--- Begin Provided passage ---
3.3.2. High-Frequency Variability in Sediment Supply and Travel Distances
 For the problem under consideration, i.e., bed material grain size distribution and bed load mass flux, the fractality of the river network enters into the picture in two distinct but related ways. First, the sediment supply to the main stem can be considered proportional to the incremental drainage area per unit channel length, which is known to exhibit high-frequency variability (e.g., Figure 2c). Second, the travel distances to the outlet, which control the size reduction by abrasion, are also known to exhibit high-frequency variability and are imprinted in the high-frequency fluctuations of the width function, which have been extensively studied in the literature [e.g., Rinaldo et al., 1993].
 These two sources of high-frequency variability are bound to influence the bed load size distribution but it is not obvious how. Here we have performed a numerical experiment in which a channel reach of 30 km receives a lateral load with high-frequency fluctuations mimicking those of the incremental area per unit channel length of Figure 2c. This load function q(L) is created by superimposing Gaussian white noise on a constant load q, and the standard deviation of the noise is set as 10% of the constant load.
Figure 15 shows the steady state bed load pdfs by mass for the case of constant entering sediment load (solid lines) and load with high-frequency fluctuations superimposed (dashed lines) and for two pdfs of entering sediment (constant size and narrow-width lognormal). We observe that only in the case of a single input sediment size do the high-frequency fluctuations in the load get propagated to the pdf of the bed load sediment. In all other cases, the high-frequency variability of the input sediment is effectively eliminated even by the most modest variance of input sediment (LN1 in Figure 15b). Fluctuations of long memory or long-range dependence and power law distributions can be easily tested and will be the subject of subsequent research.
--- End Provided passage ---
What this exercise asks:
• A. Add 16 to every number in the point coordinates of the rows from the first line through the line containing "point(202, 841)", and write out that whole part again, requests included. Give only those lines.
• B. Write the next part of the sediment transport passage, picking up after its final sentence.
The sediment transport passage and the rows after it are unrelated to each other.
--- Begin Data entries ---
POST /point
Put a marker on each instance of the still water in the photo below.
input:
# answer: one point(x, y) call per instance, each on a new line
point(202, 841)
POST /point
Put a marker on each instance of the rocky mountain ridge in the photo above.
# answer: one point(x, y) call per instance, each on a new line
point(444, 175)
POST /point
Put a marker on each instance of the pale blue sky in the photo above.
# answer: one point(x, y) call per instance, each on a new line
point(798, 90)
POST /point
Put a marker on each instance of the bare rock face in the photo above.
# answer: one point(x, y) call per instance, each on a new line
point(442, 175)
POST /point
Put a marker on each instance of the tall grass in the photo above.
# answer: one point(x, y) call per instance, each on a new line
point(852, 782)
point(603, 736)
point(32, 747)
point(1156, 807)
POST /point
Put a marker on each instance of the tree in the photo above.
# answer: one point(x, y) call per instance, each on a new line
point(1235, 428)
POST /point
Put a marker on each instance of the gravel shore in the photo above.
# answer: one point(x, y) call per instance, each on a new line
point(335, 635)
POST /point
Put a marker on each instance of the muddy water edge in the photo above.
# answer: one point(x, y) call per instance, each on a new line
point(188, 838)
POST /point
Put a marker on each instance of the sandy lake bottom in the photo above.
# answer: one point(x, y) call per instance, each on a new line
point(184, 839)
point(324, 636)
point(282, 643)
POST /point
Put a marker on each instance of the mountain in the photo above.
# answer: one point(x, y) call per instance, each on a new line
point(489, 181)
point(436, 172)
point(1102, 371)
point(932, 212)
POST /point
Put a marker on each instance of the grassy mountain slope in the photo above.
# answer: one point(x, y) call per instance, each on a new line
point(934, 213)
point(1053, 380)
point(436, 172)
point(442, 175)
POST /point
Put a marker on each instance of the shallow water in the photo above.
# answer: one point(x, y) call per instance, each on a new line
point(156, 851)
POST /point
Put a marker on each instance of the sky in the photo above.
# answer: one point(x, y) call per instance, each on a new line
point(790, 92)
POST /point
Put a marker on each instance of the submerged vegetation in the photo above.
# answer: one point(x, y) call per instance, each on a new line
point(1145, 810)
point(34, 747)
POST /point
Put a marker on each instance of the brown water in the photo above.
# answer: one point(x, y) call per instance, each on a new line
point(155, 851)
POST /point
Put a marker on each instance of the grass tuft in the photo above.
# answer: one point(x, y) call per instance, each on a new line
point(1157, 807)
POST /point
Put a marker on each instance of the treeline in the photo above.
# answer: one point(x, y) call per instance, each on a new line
--- End Data entries ---
Outputs in order:
• A.
POST /point
Put a marker on each instance of the still water in the photo below.
input:
# answer: one point(x, y) call per instance, each on a new line
point(218, 857)

• B.
3.3.3. Effect of the Abrasion Length Scale 1/α
 As previous examples have illustrated clearly, the rock durability parameter α sets the length scale for the downstream propagation of signals created by spatial variability in the rate and grain size of sediments supplied to the channel network. Here we investigate how this fundamental length scale modulates the influence of the upstream basin shape on the bed load sediments passing the outlet. For this experiment we use the simple pdf of a single entering grain size, and impose an abrupt shift 20 km upstream of the outlet (Figure 13a), from De = 100 mm upstream to De = 50 mm downstream; rock durability is assumed equal for both entering sizes. To simulate the range of possible outcomes for rocks ranging in strength from very hard to very weak we vary α through almost three orders of magnitude.
Figure 16a shows the variation in bed load mass flux for the three basin shapes (A, B, and C, Figure 13) over the range of rock durability. For the hardest rocks (α ≈ 0.00001/m), there is no significant difference between the three width functions, abrasion is so inefficient that the mass flux scales simply with the area under the width function curves (Figure 13), which is the same for each basin shape. As rock durability declines (greater values of α) the bed load mass flux out of each basin is reduced, due to the increased mass transfer from bed load to suspended load by abrasion upstream of the outlet. The reduction in bed load flux with increasing α is most pronounced for basin B, and least for basin C because of the increased importance of the sediment input rate from the portion of the basin located close to the outlet. For the weakest rocks simulated (α = 0.001/m), the length scale for mass equilibration with the local supply rate is approximately 1% of the basin length; virtually all gravel and coarser material supplied to the channel network by hillslopes is ground to silt before passing the outlet point. The modeled step function fining in entering sediment grain size at 20 km from the outlet does not significantly affect the bed load mass reaching the outlet, even when the rocks are very durable (low values of α).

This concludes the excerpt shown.